*** EXTRACTED MATERIAL Section Begins ***

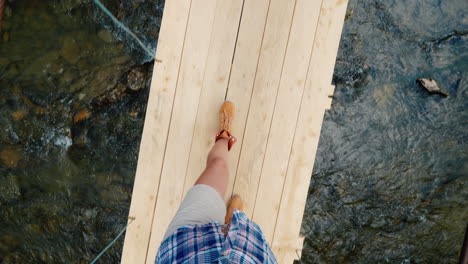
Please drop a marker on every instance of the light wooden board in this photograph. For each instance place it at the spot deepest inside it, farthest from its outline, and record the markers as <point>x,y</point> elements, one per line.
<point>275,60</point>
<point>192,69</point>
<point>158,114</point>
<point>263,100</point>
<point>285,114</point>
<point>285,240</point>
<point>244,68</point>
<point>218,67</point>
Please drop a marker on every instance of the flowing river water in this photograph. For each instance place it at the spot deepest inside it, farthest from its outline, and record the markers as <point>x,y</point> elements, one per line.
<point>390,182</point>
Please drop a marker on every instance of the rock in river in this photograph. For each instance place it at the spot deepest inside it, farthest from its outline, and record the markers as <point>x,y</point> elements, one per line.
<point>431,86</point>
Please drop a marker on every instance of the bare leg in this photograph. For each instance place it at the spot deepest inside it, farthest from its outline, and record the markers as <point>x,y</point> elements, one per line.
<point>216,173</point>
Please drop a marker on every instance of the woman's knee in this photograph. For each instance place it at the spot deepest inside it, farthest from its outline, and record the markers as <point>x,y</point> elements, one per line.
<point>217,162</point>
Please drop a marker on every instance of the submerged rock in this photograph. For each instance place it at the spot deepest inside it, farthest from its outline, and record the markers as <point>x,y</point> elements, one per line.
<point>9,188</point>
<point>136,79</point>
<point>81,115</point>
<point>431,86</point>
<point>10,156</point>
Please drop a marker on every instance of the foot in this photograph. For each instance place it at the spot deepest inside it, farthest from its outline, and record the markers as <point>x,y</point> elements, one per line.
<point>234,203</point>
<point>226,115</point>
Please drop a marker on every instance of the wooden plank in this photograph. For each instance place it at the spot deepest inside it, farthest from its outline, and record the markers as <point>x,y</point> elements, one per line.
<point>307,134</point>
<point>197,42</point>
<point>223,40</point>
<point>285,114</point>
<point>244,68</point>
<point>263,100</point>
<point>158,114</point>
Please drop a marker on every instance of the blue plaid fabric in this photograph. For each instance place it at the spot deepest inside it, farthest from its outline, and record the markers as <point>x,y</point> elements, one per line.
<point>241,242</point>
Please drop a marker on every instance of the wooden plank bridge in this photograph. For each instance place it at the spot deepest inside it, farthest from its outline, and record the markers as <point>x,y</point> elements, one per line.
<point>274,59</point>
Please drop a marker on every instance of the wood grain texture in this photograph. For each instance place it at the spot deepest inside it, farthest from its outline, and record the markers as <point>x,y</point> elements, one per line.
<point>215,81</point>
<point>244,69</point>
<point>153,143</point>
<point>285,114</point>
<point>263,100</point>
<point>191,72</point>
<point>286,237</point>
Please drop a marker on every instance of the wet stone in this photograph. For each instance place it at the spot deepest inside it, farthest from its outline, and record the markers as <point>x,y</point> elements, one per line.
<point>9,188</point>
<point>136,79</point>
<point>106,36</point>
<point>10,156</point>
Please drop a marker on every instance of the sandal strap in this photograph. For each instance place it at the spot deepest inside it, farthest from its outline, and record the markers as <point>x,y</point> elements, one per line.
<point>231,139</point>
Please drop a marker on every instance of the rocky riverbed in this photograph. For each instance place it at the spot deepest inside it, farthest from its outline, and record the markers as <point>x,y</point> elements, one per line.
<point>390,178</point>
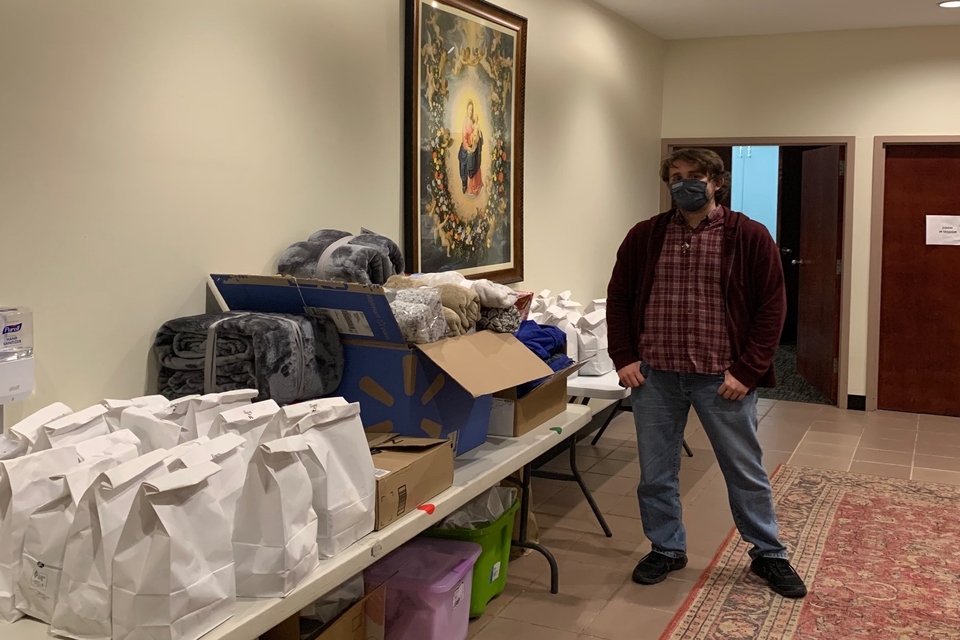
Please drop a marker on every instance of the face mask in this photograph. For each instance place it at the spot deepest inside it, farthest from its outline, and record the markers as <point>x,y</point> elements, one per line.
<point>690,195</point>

*** EXTRACTED MATERIAL Section Ends ***

EXERCISE DIRECTIONS: Give an exact copy of the listing above that leaves out every picture.

RESPONSE FOR THIS EXERCISE:
Please drop a marker on every instance of the light wooden board in this photograph. For each instance place it at the spot deepest inside it, farthest from its outline, and record the markers as <point>x,y</point> elements, one per line.
<point>275,60</point>
<point>192,69</point>
<point>158,114</point>
<point>263,100</point>
<point>285,114</point>
<point>285,240</point>
<point>244,68</point>
<point>218,67</point>
Please drop a marker on every instance of the flowing river water in this photograph. For each instance place it at the spot deepest inside it, farthest from its outline, and record the markers as <point>x,y</point> elements, one per line.
<point>390,182</point>
Please drop a marker on every instance of the rock in river in this photograph. For each instance place it at the spot deepest inside it, farthest from its outline, and record the markers as <point>x,y</point> elements, one per line.
<point>431,86</point>
Please drop a marker on every instance of the bare leg in this photograph. For each instance place it at the spot deepest inside it, farthest from its outline, and record the markers as <point>x,y</point> elements, one per line.
<point>216,173</point>
Please drop a marker on every instance of the woman's knee in this photograph. For each instance place it at the spot deepest inside it, farthest from its outline, and record the markers as <point>x,y</point> elements, one per line.
<point>217,162</point>
Please drop a marker on every instance of the submerged rock in this photograph. For each instance place it at the spot deepest inside it, farthest from its outline, and record the markers as <point>x,y</point> elements, one per line.
<point>9,188</point>
<point>136,79</point>
<point>81,115</point>
<point>431,86</point>
<point>10,156</point>
Please drop a marker on every instance of the foot in this photograph. For each instance place it at the spot deepest inside it, farthest from its outline, and record the markers as <point>x,y</point> elements, one per line.
<point>234,203</point>
<point>226,115</point>
Please drop a marker on every instance of the wooden plank in this photograph. For each instance place it at the spot deepest inside it, farthest from its outline, and record the markers as <point>x,y</point> elements, one per line.
<point>307,134</point>
<point>197,42</point>
<point>223,40</point>
<point>285,114</point>
<point>244,68</point>
<point>263,100</point>
<point>158,114</point>
Please drop a marker on every instance of the blue plaid fabric in this photograph. For each instance place it at the spot deepest inside it, farthest from its outline, and record the markers as <point>x,y</point> elements, one per line.
<point>241,242</point>
Please drop a marker on every instance of the wooden plank bridge in this photograph. For each instance place it at the spot deepest inside it, farthest from its outline, and record the markers as <point>x,y</point> elements, one per line.
<point>274,59</point>
Please drop a marker on every instance of the wood grain texture in this photograph. For each instance place it at the spot deepest inside it, farthest from its outline, and record the markers as <point>x,y</point> elements, one per line.
<point>215,81</point>
<point>244,69</point>
<point>153,143</point>
<point>285,114</point>
<point>263,100</point>
<point>191,72</point>
<point>286,237</point>
Please drop a marker on every instance of the wet stone in this photograph. For each instance place it at the spot deepest inside it, farthest from its outline, and record the markers as <point>x,y</point> elements, one per line.
<point>9,188</point>
<point>136,79</point>
<point>106,36</point>
<point>10,156</point>
Please drop a marker on every instance of the sandal strap in this photograph. For each instance place it at the spot deepest inside it, farthest from its outline, and record the markers as <point>x,y</point> elements, one per line.
<point>231,139</point>
Please drop a marker on every instance of the rocky riverbed in this photograph. For each instance place it at the spot deepest inside it, farthest from its outline, and record the markers as <point>x,y</point> elements, one per line.
<point>390,178</point>
Please drop a marker on every instance of the face mask in this photograph. For each instance place it at the spot deepest inside it, farthest from its outline, and record the markers as <point>x,y</point> elements, one per line.
<point>690,195</point>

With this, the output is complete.